-- Yazılı yönerge --
Verilen metne göre şu soruları yanıtlayın:
(a) Yazı hangi tarihte paylaşılmış?
(b) Yazı forumun hangi bölümünde yer alıyor?
(c) Yazar kaç senedir hayatın anlamını düşündüğünü söylüyor?

-- Verilen metin --

━━━━━━━━

Hayatimdegisti.com kişisel gelişim ritmotrans telkinli Cd'leri

Hayatimdegisti.com kişisel gelişim ritmotrans telkinli Cd'leri (http://www.hayatimdegisti.com/forum/index.php)
-   Hayat Soruları (http://www.hayatimdegisti.com/forum/hayat-sorulari/)
-   -   Fark edilmeyenlerin dünyası (http://www.hayatimdegisti.com/forum/hayat-sorulari/25409-fark-edilmeyenlerin-dunyasi.html)

bluemoon24 29-12-2008 06:07 AM

Fark edilmeyenlerin dünyası
 
FARK EDİLMEYENLERİN DÜNYASI



Hayatın anlamı… Bununla yola başlamıştım. Adımlarım, düşüncelerim buna göre şekillendi. Aradım ve bazı yönlerini keşfettim. Üç senedir elimden geldiğince her yönünü düşündüm, konuştum, denedim ve şuan da yazmaya çalışıyorum.

━━━━━━━━

-- Toplanan malzeme --
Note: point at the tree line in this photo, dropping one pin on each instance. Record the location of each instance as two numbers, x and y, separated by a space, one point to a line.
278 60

━━━━━━━━

-- Görevin çözümü --
(a) 29-12-2008
(b) Hayat Soruları
(c) Üç senedir